## Set problem:
Pick out and copy each line of the entries below that contains the word "note". Matching is case-sensitive.
##### Available data #####
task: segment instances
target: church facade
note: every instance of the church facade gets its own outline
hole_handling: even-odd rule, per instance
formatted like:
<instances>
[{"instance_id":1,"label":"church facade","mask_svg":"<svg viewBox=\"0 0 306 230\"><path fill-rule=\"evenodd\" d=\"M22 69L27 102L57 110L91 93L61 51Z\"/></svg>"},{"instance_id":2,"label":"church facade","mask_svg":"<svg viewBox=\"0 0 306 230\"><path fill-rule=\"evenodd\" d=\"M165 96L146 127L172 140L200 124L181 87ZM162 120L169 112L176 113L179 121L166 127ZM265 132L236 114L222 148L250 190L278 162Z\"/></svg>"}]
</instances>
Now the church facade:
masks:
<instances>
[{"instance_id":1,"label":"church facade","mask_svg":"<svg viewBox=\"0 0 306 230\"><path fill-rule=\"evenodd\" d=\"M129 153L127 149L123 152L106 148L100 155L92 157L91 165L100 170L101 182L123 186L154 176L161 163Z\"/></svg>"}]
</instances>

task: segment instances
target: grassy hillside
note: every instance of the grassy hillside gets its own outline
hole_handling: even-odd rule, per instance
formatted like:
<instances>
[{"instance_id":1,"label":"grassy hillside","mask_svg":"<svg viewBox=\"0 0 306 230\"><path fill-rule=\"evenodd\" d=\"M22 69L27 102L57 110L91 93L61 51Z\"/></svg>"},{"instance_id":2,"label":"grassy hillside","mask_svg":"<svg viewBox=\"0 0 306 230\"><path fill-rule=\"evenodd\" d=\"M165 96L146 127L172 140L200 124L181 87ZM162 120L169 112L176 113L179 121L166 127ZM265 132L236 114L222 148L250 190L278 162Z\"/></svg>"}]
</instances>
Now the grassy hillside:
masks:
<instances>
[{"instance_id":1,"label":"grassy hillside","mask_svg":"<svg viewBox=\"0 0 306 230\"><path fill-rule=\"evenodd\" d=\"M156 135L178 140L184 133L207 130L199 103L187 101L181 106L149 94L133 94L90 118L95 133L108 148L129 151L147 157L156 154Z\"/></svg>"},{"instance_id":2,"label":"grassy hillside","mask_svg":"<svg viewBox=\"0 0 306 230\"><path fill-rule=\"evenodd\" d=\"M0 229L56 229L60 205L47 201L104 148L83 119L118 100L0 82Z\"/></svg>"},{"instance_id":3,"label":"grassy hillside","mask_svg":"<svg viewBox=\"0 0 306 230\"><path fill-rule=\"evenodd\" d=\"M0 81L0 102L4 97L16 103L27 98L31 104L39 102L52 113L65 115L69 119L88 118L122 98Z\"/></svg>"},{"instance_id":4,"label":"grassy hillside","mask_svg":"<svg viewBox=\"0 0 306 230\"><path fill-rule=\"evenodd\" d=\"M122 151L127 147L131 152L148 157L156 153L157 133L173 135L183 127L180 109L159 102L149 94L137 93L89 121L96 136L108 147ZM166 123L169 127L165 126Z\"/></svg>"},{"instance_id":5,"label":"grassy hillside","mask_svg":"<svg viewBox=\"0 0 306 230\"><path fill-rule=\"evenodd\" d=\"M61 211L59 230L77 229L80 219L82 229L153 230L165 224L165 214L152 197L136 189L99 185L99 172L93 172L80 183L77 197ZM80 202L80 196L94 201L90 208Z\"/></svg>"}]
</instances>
#####
## Answer to the task:
note: every instance of the church facade gets its own outline
note: every instance of the grassy hillside gets its own outline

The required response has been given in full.